Excerpts from a dataset on pointing at objects
--*--
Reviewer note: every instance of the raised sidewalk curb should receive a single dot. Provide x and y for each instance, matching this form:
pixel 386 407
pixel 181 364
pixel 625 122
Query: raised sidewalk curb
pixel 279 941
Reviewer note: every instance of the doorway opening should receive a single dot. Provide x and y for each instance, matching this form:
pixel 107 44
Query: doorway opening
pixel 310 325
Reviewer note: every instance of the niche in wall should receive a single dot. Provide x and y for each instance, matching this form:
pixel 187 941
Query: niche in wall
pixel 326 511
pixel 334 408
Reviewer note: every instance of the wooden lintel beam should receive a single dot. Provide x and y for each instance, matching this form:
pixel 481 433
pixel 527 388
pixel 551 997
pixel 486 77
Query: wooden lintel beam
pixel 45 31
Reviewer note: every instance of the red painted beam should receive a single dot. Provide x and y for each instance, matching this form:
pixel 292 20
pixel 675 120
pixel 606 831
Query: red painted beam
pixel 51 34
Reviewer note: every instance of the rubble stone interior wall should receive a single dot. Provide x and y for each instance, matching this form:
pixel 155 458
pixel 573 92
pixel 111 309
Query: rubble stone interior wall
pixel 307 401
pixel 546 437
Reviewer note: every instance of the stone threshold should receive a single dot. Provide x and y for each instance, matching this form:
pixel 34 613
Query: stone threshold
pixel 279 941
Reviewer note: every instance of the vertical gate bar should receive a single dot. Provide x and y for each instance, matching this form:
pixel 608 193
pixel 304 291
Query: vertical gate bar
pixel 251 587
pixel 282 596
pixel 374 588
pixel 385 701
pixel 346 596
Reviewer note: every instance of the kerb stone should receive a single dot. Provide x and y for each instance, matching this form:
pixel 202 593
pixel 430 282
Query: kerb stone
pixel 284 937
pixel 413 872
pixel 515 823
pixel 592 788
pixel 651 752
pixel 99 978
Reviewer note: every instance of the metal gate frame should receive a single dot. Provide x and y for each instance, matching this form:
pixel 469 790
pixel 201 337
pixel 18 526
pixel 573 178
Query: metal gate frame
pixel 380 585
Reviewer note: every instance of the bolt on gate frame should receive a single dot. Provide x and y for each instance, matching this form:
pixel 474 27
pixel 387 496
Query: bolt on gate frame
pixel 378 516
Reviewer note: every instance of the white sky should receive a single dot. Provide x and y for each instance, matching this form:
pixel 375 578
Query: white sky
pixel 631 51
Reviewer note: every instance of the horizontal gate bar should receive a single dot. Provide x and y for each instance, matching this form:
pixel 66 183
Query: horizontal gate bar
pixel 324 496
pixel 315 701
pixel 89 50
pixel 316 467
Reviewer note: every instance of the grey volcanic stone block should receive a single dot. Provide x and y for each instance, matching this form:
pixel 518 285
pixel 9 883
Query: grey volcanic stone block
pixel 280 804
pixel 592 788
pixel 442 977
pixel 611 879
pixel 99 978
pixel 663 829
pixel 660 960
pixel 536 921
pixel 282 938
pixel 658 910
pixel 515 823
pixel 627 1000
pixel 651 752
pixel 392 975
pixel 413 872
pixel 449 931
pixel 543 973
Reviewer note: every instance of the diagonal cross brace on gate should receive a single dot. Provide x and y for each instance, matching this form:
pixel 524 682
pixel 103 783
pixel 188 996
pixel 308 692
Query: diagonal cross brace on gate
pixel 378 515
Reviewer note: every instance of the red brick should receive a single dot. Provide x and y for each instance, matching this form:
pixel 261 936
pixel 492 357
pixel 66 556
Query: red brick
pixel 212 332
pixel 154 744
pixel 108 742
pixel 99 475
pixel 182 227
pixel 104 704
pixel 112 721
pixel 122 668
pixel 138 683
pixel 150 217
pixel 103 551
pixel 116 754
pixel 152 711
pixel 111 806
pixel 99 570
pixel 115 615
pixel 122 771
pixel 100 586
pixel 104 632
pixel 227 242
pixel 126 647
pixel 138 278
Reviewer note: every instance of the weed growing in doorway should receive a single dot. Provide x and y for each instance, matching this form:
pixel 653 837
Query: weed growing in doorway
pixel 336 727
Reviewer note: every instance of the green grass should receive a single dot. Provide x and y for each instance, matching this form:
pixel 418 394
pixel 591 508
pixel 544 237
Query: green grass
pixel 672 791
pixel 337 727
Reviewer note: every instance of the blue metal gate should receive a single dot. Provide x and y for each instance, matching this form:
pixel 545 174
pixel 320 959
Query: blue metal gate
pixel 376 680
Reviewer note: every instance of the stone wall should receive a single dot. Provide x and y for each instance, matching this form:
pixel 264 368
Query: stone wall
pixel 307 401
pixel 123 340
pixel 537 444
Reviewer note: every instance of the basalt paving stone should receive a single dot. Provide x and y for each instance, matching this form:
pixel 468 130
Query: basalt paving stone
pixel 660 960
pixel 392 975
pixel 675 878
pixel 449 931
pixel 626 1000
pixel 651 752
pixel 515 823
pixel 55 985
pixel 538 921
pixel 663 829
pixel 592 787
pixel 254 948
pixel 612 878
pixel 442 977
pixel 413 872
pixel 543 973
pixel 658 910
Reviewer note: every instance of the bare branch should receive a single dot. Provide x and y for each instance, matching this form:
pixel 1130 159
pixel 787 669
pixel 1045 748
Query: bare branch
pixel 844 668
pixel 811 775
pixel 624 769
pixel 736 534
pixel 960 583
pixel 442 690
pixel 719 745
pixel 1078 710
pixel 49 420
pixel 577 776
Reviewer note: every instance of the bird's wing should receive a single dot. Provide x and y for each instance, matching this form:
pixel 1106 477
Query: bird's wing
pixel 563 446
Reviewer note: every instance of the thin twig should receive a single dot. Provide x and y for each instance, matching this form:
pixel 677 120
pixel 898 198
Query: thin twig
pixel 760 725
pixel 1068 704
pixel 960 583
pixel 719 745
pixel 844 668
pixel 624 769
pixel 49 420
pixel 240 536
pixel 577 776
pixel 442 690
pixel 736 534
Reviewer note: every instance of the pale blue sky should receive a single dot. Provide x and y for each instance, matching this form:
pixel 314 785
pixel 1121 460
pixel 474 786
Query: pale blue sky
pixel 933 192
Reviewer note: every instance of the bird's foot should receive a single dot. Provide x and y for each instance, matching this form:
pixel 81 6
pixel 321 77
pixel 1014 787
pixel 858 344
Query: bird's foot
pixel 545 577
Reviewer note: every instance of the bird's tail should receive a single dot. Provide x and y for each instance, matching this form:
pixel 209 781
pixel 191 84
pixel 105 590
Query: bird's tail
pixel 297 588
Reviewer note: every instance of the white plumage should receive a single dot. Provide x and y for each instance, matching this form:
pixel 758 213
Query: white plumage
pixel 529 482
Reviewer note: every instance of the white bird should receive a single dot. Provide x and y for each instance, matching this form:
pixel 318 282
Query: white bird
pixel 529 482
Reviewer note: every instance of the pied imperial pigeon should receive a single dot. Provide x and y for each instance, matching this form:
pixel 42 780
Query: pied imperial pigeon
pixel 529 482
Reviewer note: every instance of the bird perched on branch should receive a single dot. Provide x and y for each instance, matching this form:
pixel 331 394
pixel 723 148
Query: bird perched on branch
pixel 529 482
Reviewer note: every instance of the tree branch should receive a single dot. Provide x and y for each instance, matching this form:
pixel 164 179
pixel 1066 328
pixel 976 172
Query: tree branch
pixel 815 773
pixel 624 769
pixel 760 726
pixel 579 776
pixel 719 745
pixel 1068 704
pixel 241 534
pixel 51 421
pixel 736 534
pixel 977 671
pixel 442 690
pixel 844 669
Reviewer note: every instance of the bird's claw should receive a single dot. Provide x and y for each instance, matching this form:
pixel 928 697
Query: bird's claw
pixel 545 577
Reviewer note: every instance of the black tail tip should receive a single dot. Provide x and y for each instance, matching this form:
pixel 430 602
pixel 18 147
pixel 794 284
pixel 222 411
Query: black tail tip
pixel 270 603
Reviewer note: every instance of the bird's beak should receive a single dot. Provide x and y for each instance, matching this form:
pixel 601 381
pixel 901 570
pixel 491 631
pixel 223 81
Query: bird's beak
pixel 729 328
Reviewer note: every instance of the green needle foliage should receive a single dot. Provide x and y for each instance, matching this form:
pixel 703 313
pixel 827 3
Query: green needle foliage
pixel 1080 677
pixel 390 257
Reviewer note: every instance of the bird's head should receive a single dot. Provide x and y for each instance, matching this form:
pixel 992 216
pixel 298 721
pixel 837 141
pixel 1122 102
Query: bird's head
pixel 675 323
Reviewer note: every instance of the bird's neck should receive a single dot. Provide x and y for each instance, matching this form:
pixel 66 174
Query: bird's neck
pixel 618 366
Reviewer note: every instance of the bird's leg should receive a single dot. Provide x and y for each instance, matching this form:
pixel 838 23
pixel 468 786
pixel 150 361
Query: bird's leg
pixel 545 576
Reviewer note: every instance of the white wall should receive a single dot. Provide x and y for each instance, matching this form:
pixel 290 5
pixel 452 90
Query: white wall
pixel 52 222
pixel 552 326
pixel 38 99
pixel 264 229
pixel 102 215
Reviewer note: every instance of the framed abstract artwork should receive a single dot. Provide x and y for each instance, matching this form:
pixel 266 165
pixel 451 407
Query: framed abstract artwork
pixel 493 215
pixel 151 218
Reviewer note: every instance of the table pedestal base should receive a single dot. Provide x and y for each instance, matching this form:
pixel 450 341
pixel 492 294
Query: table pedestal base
--*--
**Work required**
Quote word for word the part of the rows that opens with the line containing "Reviewer note: every instance of the blue" and closes with the line containing "pixel 563 446", keeping both of those lines.

**The result**
Reviewer note: every instance of the blue metal gate should receive a single dot. Provide x and y for each instance, matching this form:
pixel 545 174
pixel 320 959
Query: blue metal gate
pixel 376 680
Reviewer note: every instance of the stone wall should receive a single dot. Provide x and y for each instance, matching this form:
pixel 264 368
Query: stone wall
pixel 307 401
pixel 123 340
pixel 537 444
Reviewer note: every instance of the basalt paving stone should receive a single dot. Provide x and y for each instance, matching this form:
pixel 468 130
Query: basalt paving stone
pixel 660 960
pixel 392 975
pixel 675 878
pixel 449 931
pixel 626 1000
pixel 651 752
pixel 515 823
pixel 55 985
pixel 538 921
pixel 663 829
pixel 592 787
pixel 254 948
pixel 612 878
pixel 442 977
pixel 413 872
pixel 543 973
pixel 658 910
Reviewer note: every instance of the bare branch should receive a single dot. Provide x and y for each instance, matching this form:
pixel 1130 159
pixel 787 669
pixel 1045 748
Query: bare branch
pixel 844 668
pixel 811 775
pixel 624 769
pixel 736 534
pixel 960 583
pixel 442 690
pixel 719 745
pixel 1078 710
pixel 49 420
pixel 577 776
Reviewer note: every instance of the bird's wing should receive a single dot. Provide x and y for each instance, matching this form:
pixel 1106 477
Query: bird's wing
pixel 563 446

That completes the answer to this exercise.